** Opening SUPPLIED DATA block **

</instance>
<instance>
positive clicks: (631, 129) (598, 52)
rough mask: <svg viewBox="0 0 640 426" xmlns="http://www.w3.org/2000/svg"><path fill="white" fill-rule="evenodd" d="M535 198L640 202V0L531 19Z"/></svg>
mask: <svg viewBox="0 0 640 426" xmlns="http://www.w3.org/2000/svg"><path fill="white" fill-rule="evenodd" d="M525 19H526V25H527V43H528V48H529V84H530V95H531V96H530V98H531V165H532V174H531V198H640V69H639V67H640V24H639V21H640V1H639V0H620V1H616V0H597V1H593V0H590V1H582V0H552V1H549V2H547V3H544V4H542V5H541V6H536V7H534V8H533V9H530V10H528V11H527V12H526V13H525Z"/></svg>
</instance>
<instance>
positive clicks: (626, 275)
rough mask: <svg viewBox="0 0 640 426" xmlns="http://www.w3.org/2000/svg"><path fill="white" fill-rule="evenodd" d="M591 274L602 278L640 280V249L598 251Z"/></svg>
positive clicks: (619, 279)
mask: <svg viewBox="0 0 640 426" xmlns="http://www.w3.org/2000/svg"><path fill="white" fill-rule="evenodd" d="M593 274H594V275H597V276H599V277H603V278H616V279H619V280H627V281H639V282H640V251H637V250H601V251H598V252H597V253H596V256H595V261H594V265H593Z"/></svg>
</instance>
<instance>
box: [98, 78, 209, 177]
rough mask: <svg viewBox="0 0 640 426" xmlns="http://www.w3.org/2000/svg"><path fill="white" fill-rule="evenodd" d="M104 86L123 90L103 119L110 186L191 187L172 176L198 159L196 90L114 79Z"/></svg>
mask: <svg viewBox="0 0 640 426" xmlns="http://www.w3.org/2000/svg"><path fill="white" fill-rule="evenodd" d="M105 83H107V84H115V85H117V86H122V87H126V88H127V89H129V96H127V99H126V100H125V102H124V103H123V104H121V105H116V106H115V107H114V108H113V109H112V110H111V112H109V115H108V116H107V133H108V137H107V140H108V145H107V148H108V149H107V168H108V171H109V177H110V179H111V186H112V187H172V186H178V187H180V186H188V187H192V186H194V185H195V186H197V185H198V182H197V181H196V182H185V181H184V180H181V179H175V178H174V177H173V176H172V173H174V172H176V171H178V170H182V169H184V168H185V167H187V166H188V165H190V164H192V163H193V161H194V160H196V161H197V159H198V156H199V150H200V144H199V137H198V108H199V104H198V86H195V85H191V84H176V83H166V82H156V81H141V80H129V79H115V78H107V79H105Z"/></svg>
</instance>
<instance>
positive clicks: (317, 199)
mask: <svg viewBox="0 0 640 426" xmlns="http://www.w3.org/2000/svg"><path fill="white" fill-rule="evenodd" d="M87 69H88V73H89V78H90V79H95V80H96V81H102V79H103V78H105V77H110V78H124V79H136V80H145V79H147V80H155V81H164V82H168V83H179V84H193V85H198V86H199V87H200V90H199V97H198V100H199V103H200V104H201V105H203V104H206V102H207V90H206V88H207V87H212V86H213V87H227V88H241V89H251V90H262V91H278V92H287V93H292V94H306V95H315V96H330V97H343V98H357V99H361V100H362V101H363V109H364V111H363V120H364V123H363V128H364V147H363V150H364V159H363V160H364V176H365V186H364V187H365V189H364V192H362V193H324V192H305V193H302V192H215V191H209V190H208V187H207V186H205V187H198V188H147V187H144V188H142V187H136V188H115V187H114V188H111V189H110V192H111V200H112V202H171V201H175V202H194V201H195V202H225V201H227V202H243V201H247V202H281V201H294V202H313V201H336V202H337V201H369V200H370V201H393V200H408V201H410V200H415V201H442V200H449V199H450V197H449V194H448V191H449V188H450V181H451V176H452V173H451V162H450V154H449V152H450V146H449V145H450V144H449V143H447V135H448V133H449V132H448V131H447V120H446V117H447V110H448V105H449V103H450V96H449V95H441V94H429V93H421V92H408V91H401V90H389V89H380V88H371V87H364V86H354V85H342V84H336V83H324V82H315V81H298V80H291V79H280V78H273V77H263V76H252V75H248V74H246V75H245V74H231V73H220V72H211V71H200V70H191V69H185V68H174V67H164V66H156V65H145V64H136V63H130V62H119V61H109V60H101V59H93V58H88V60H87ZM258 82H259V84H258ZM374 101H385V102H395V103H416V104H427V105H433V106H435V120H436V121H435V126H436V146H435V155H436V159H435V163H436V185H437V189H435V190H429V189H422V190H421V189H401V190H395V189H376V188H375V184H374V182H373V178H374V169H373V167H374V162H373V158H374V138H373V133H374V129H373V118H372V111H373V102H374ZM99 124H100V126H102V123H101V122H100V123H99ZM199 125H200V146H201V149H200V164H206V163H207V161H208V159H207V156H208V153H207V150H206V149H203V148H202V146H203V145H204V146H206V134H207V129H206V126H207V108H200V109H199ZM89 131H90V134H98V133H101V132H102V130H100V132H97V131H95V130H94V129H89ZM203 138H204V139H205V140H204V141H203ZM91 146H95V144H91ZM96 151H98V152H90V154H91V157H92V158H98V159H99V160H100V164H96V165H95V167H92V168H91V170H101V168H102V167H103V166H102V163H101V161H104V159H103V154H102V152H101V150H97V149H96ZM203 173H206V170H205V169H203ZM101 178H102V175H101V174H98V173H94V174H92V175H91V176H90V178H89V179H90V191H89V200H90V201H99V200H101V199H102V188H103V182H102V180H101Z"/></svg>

** Closing SUPPLIED DATA block **

### THE TASK
Please return the full set of records exactly as given above.

### ANSWER BELOW
</instance>
<instance>
positive clicks: (631, 129) (598, 52)
rough mask: <svg viewBox="0 0 640 426" xmlns="http://www.w3.org/2000/svg"><path fill="white" fill-rule="evenodd" d="M535 198L640 202V0L531 19Z"/></svg>
mask: <svg viewBox="0 0 640 426" xmlns="http://www.w3.org/2000/svg"><path fill="white" fill-rule="evenodd" d="M525 19H526V25H527V43H528V48H529V84H530V95H531V96H530V98H531V165H532V174H531V198H640V69H639V67H640V24H639V21H640V1H639V0H620V1H616V0H597V1H593V0H590V1H582V0H552V1H549V2H547V3H544V4H542V5H541V6H536V7H534V8H533V9H530V10H528V11H527V12H526V13H525Z"/></svg>
</instance>
<instance>
positive clicks: (626, 275)
rough mask: <svg viewBox="0 0 640 426" xmlns="http://www.w3.org/2000/svg"><path fill="white" fill-rule="evenodd" d="M591 274L602 278L640 280V249L598 251Z"/></svg>
positive clicks: (619, 279)
mask: <svg viewBox="0 0 640 426" xmlns="http://www.w3.org/2000/svg"><path fill="white" fill-rule="evenodd" d="M593 274H594V275H597V276H599V277H603V278H616V279H619V280H627V281H639V282H640V251H637V250H601V251H598V252H597V253H596V256H595V261H594V265H593Z"/></svg>
</instance>
<instance>
box: [98, 78, 209, 177]
rough mask: <svg viewBox="0 0 640 426" xmlns="http://www.w3.org/2000/svg"><path fill="white" fill-rule="evenodd" d="M104 86L123 90L103 119L110 186L191 187L172 176L198 159L196 90L114 79Z"/></svg>
mask: <svg viewBox="0 0 640 426" xmlns="http://www.w3.org/2000/svg"><path fill="white" fill-rule="evenodd" d="M105 83H107V84H115V85H117V86H122V87H126V88H127V89H129V96H127V99H126V100H125V102H124V103H123V104H121V105H116V106H115V107H114V108H113V109H112V110H111V112H109V115H108V116H107V133H108V137H107V140H108V145H107V148H108V149H107V168H108V171H109V177H110V179H111V186H112V187H172V186H178V187H180V186H188V187H192V186H194V185H195V186H197V185H198V182H197V181H196V182H185V181H184V180H181V179H175V178H174V177H173V176H172V173H174V172H176V171H178V170H182V169H184V168H185V167H187V166H188V165H190V164H192V163H193V161H194V160H196V161H197V159H198V156H199V150H200V144H199V137H198V108H199V104H198V86H195V85H191V84H176V83H166V82H156V81H141V80H129V79H115V78H107V79H105Z"/></svg>
</instance>
<instance>
positive clicks: (317, 199)
mask: <svg viewBox="0 0 640 426" xmlns="http://www.w3.org/2000/svg"><path fill="white" fill-rule="evenodd" d="M87 69H88V73H89V78H90V79H95V80H96V81H102V79H103V78H105V77H110V78H124V79H136V80H145V79H147V80H155V81H164V82H168V83H179V84H193V85H198V86H199V87H200V90H199V97H198V100H199V103H200V104H201V105H203V104H206V102H207V90H206V88H207V87H212V86H213V87H227V88H241V89H251V90H262V91H278V92H287V93H292V94H306V95H315V96H330V97H343V98H357V99H361V100H362V101H363V109H364V111H363V120H364V123H363V128H364V147H363V150H364V159H363V160H364V176H365V186H364V187H365V189H364V192H362V193H324V192H305V193H302V192H215V191H209V190H208V187H207V186H205V187H198V188H147V187H144V188H142V187H136V188H115V187H114V188H111V189H110V192H111V200H112V202H171V201H175V202H194V201H195V202H225V201H227V202H243V201H247V202H281V201H294V202H313V201H336V202H337V201H369V200H370V201H393V200H408V201H410V200H415V201H442V200H449V199H450V197H449V194H448V191H449V188H450V181H451V176H452V173H451V162H450V154H449V152H450V146H449V145H450V144H449V143H447V135H448V133H449V132H448V131H447V120H446V117H447V110H448V105H449V103H450V96H449V95H441V94H429V93H421V92H408V91H401V90H389V89H380V88H371V87H364V86H354V85H342V84H336V83H324V82H315V81H298V80H291V79H280V78H273V77H263V76H252V75H248V74H246V75H245V74H231V73H220V72H211V71H200V70H191V69H185V68H174V67H164V66H156V65H145V64H136V63H130V62H119V61H109V60H101V59H93V58H88V60H87ZM258 82H259V84H258ZM374 101H385V102H395V103H416V104H427V105H433V106H435V120H436V121H435V126H436V146H435V155H436V159H435V163H436V185H437V189H435V190H429V189H422V190H421V189H401V190H395V189H376V188H375V184H374V182H373V178H374V169H373V167H374V162H373V158H374V138H373V133H374V129H373V118H372V111H373V102H374ZM99 124H100V126H102V123H101V122H100V123H99ZM199 125H200V146H201V149H200V164H206V163H207V161H208V159H207V156H208V153H207V150H206V149H203V148H202V146H203V145H204V146H206V134H207V129H206V126H207V108H200V109H199ZM89 131H90V134H98V133H101V132H102V130H100V132H97V131H95V130H94V129H89ZM203 138H204V139H205V140H204V141H203ZM91 146H95V144H91ZM96 151H98V152H90V154H91V157H92V158H98V159H99V160H100V164H96V165H95V167H92V168H91V170H101V168H102V167H103V166H102V163H101V161H104V159H103V154H102V152H101V150H97V149H96ZM203 173H206V170H205V169H203ZM101 178H102V175H101V174H98V173H94V174H92V175H91V176H90V178H89V179H90V191H89V200H90V201H99V200H101V199H102V188H103V182H102V180H101Z"/></svg>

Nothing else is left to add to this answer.